··· DOCUMENT TEXT ···
Sitting here with my newborn napping on my chest not only gives me comfort but time to rest and reflect. Two weeks ago, I welcomed my daughter into the world. It was the most intense, powerful experience of my life. Though I didn’t have a medication-free birth as I wanted, I feel no shame, only empowerment. I still accomplished something wonderful as all mothers have – bringing life forth.
My original due date was March 27th, 2019, so you can imagine how annoyed I was to still be pregnant when that day finally came. As a first time mom, I had heard it all ranging from “the baby will come early” to “you can be pregnant up until 42 weeks with your first”.
Luckily, on the morning of the 29th, I went into labour naturally.
The contractions were pretty bearable at 5-7 minute intervals so I was surprised to be told I was already 3 centimetres dilated at the hospital. My fiance Joe and I walked around for about an hour and that increased to 4 cm so I was able to be admitted into labour and delivery.
··· DATASET EXCERPT ···
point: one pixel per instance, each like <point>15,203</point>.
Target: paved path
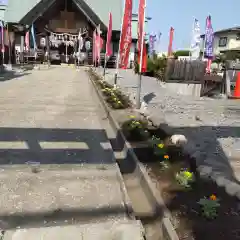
···
What was the original due date in the birth story? The material above is separate from the birth story.

March 27th, 2019.